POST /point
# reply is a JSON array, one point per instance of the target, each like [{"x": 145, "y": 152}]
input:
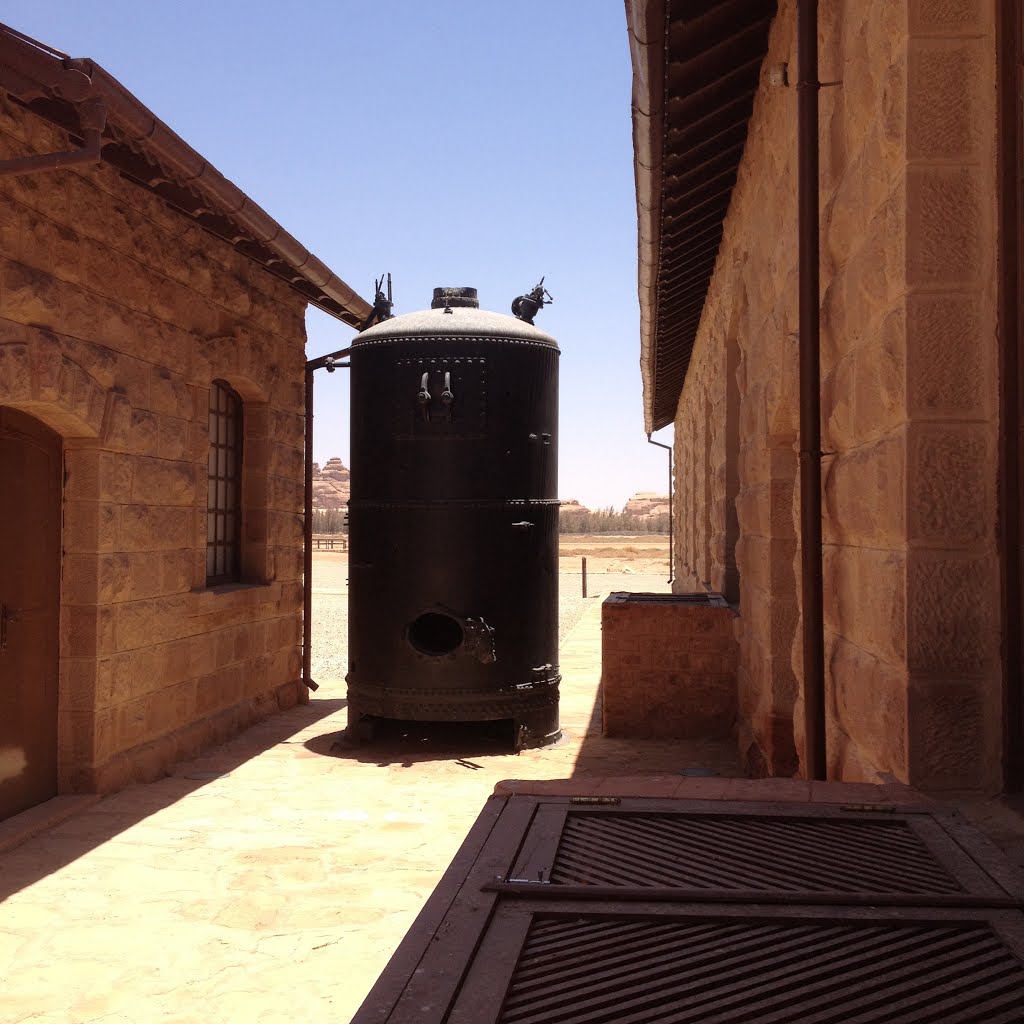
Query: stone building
[
  {"x": 152, "y": 413},
  {"x": 919, "y": 199}
]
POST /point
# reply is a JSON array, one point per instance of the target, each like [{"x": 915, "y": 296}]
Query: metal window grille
[{"x": 223, "y": 522}]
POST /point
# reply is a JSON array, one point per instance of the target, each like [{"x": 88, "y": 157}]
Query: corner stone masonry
[{"x": 116, "y": 314}]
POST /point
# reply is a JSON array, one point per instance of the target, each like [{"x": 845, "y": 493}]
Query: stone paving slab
[{"x": 271, "y": 879}]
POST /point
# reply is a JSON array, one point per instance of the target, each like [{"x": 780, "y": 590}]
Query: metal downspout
[
  {"x": 307, "y": 520},
  {"x": 672, "y": 560},
  {"x": 812, "y": 590},
  {"x": 1010, "y": 516}
]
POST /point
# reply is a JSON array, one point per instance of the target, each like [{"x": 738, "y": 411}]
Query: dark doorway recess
[{"x": 30, "y": 591}]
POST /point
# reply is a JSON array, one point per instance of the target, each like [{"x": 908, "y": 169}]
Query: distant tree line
[
  {"x": 609, "y": 521},
  {"x": 601, "y": 521},
  {"x": 330, "y": 521}
]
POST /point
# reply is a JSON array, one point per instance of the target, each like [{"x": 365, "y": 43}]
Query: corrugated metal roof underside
[{"x": 715, "y": 49}]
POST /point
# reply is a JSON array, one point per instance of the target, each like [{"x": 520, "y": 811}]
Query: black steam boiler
[{"x": 454, "y": 518}]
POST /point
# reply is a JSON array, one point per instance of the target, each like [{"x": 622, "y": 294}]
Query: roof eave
[
  {"x": 305, "y": 273},
  {"x": 646, "y": 19}
]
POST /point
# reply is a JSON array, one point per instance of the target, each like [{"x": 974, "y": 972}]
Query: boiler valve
[
  {"x": 423, "y": 397},
  {"x": 448, "y": 398}
]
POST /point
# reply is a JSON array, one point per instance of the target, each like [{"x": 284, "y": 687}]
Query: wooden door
[{"x": 30, "y": 581}]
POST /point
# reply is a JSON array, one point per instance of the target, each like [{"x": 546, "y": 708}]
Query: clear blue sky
[{"x": 480, "y": 142}]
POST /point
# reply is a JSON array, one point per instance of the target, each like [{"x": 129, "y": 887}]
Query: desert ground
[{"x": 614, "y": 561}]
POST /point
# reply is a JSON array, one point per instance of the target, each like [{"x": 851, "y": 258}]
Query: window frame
[{"x": 225, "y": 427}]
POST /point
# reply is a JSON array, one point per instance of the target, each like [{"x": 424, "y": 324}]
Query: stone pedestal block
[{"x": 668, "y": 666}]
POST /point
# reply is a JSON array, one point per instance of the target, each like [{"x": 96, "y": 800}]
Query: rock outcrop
[
  {"x": 571, "y": 507},
  {"x": 645, "y": 504},
  {"x": 331, "y": 484}
]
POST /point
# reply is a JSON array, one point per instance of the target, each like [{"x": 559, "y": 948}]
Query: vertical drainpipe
[
  {"x": 1012, "y": 558},
  {"x": 672, "y": 560},
  {"x": 330, "y": 363},
  {"x": 307, "y": 545},
  {"x": 812, "y": 590}
]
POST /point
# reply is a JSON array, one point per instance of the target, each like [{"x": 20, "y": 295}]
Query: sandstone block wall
[
  {"x": 908, "y": 360},
  {"x": 116, "y": 313},
  {"x": 668, "y": 670}
]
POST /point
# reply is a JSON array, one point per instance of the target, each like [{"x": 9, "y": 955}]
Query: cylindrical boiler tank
[{"x": 454, "y": 520}]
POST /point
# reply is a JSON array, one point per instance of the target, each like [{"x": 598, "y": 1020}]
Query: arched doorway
[{"x": 30, "y": 593}]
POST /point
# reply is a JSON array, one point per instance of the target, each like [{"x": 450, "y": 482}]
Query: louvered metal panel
[
  {"x": 580, "y": 911},
  {"x": 723, "y": 852},
  {"x": 677, "y": 969}
]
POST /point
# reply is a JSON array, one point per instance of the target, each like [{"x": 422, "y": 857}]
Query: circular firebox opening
[{"x": 435, "y": 634}]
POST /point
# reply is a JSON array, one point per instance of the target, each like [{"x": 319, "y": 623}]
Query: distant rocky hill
[
  {"x": 570, "y": 507},
  {"x": 331, "y": 484},
  {"x": 645, "y": 504}
]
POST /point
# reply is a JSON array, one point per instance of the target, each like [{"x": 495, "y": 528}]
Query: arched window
[{"x": 223, "y": 522}]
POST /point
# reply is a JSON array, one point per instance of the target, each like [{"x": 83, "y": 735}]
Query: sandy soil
[
  {"x": 646, "y": 553},
  {"x": 613, "y": 563}
]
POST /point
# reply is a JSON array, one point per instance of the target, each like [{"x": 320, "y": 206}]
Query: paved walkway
[{"x": 272, "y": 879}]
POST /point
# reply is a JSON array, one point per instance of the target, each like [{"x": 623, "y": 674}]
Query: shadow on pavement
[
  {"x": 408, "y": 743},
  {"x": 54, "y": 848}
]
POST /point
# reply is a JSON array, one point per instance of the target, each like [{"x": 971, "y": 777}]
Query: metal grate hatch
[
  {"x": 605, "y": 969},
  {"x": 774, "y": 854}
]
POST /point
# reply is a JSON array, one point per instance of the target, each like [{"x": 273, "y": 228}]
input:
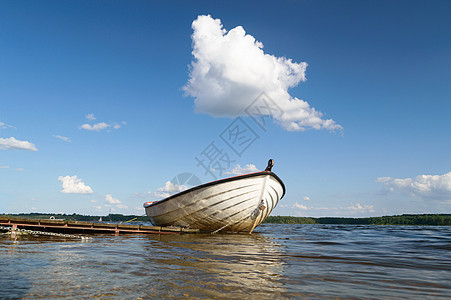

■ ■ ■ ■ ■

> **Exercise requirements**:
Restate word for word only the lines from the one with "Query: paved walkway" through the last line of the material, both included. Any picture should be left out.

> **Solution to this task**:
Query: paved walkway
[{"x": 272, "y": 879}]
POST /point
# reply is a JSON array, one point per instance of the target, each like [{"x": 623, "y": 674}]
Query: shadow on pavement
[
  {"x": 408, "y": 743},
  {"x": 54, "y": 848}
]
POST /point
# reply is a JSON array, one point per instance of the target, each like [{"x": 971, "y": 777}]
Query: metal grate hatch
[
  {"x": 605, "y": 969},
  {"x": 774, "y": 854}
]
POST /point
# reply is a JSON array, one point per instance of the target, each like [{"x": 273, "y": 228}]
input:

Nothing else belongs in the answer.